TAREFAS PROPOSTAS |
A. Responda com base no texto sobre bater ponto e continuar trabalhando:
(i) Em que data o texto foi publicado?
(ii) Segundo o texto, o que será essencial para comprovar que o trabalho depois de bater o ponto acontecia com frequência?
(iii) Qual é o primeiro item do sumário?
B. Redigite, sem nenhuma alteração, um trecho dos registros: comece na linha que contém "Ground each yellow building in this picture." e pare depois da linha que contém "[46,68,253,296]", incluindo as duas.

TEXTO PARA LEITURA |
• • • • • • •

Gabriel Bigaiski
16 de maio de 2025
Bater Ponto e Continuar Trabalhando – Posso Pedir Hora Extra?

Você bate o ponto no final do expediente, mas continua ali: termina uma tarefa pendente, responde e-mails, participa de uma reunião rápida ou até aguarda o transporte fornecido pela empresa. Pode parecer normal no dia a dia do trabalhador, mas isso é ilegal.
Se você bate o ponto e continua trabalhando, mesmo que “só por alguns minutos”, saiba que a empresa pode estar descumprindo a legislação trabalhista — e você pode ter direito ao pagamento de horas extras.
Mas atenção: não basta apenas alegar. Para garantir esse direito, você precisará
comprovar que isso acontecia com frequência, e para isso, testemunhas serão essenciais.
Neste artigo, vamos explicar: o que é o cartão ponto e para que serve; o que é hora extra; por que é ilegal bater ponto e continuar trabalhando; quando é possível pedir hora extra e como provar isso na Justiça do Trabalho.
Boa leitura!
Sumário
1. O que é o cartão ponto?

• • • • • • •

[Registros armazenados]
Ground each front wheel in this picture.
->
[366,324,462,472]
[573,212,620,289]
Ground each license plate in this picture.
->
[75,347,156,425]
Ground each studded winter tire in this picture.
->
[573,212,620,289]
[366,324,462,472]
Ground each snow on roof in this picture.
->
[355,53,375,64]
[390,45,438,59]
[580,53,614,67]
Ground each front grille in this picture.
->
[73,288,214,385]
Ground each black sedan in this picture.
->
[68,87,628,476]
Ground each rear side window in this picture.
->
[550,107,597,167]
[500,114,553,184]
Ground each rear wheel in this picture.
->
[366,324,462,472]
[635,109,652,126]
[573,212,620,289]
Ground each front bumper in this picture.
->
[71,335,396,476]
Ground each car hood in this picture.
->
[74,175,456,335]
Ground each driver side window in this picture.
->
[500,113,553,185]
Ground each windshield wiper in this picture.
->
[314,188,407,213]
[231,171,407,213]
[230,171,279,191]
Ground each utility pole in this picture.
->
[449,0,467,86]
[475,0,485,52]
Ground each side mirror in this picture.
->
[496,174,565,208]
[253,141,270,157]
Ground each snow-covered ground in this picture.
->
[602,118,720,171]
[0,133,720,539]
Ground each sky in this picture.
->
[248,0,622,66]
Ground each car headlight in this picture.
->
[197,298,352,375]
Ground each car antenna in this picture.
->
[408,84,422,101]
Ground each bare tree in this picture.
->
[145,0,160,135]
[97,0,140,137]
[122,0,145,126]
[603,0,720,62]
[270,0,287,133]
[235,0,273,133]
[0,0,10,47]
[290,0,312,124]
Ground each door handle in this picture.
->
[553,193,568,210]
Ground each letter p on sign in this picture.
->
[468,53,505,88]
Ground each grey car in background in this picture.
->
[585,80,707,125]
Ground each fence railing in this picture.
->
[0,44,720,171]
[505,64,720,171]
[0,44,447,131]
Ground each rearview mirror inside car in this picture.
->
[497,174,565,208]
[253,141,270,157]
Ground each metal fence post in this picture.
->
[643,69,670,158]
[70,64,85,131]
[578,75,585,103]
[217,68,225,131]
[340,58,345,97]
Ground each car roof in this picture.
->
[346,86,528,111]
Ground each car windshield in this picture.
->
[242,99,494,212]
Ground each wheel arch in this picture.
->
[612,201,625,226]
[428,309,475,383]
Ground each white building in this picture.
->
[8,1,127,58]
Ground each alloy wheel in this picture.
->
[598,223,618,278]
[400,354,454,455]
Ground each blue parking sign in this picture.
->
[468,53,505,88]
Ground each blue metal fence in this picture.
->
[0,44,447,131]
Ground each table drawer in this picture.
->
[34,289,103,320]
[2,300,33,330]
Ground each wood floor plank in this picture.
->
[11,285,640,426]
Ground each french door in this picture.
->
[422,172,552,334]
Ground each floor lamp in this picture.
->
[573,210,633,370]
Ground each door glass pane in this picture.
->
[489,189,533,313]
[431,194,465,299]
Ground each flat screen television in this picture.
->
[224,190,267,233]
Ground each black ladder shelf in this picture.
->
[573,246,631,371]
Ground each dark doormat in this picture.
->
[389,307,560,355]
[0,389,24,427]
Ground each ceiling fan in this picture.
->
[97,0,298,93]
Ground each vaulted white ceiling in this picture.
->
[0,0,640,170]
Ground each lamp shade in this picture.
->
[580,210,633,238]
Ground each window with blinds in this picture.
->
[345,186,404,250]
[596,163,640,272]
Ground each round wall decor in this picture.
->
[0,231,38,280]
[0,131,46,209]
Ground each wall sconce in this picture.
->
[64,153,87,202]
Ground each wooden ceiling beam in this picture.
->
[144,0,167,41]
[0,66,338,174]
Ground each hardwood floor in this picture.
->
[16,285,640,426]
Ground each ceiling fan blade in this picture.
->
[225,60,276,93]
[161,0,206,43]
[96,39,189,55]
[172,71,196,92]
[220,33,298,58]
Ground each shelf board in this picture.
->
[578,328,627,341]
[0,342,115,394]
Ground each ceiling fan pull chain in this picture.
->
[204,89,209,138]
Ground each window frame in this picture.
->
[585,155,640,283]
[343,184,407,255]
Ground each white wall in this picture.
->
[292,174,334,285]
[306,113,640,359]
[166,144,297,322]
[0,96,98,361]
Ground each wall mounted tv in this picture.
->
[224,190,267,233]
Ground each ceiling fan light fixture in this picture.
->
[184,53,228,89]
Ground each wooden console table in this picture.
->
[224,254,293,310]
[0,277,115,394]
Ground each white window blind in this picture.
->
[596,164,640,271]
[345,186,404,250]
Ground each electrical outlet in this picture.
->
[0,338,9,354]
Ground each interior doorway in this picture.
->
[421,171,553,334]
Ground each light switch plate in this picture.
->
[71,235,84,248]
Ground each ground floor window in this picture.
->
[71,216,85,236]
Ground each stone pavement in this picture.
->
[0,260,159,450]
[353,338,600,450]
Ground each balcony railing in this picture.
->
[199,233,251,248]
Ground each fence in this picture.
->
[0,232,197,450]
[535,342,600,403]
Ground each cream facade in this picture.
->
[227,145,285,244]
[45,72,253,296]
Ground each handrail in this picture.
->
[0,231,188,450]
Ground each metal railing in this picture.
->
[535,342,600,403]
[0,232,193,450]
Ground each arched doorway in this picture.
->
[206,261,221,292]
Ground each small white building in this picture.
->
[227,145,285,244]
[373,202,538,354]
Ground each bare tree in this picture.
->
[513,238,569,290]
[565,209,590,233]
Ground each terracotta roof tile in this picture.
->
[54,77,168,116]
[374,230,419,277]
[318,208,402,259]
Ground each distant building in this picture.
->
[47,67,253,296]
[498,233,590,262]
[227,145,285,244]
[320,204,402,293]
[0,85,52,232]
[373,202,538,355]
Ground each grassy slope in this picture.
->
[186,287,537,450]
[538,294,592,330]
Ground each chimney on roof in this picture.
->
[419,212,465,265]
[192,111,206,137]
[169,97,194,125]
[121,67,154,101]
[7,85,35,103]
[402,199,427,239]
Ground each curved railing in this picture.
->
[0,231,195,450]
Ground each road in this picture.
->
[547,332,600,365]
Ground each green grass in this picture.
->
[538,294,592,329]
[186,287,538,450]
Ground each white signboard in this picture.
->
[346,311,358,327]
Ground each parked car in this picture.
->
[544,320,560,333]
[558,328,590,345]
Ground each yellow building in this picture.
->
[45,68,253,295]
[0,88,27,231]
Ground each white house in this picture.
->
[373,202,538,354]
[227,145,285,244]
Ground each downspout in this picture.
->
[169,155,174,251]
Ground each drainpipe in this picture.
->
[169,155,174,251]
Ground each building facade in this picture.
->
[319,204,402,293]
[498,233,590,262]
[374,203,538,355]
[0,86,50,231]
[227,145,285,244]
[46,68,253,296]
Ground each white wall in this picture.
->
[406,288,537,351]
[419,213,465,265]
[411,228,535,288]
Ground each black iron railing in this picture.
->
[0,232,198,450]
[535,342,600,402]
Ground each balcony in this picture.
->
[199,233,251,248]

• • • • • • •

RESPOSTAS CORRETAS |
A.
(i) 16 de maio de 2025
(ii) Testemunhas
(iii) O que é o cartão ponto?

B.
Ground each yellow building in this picture.
->
[45,68,253,295]
[0,88,27,231]
Ground each white house in this picture.
->
[373,202,538,354]
[227,145,285,244]
Ground each downspout in this picture.
->
[169,155,174,251]
Ground each drainpipe in this picture.
->
[169,155,174,251]
Ground each building facade in this picture.
->
[319,204,402,293]
[498,233,590,262]
[374,203,538,355]
[0,86,50,231]
[227,145,285,244]
[46,68,253,296]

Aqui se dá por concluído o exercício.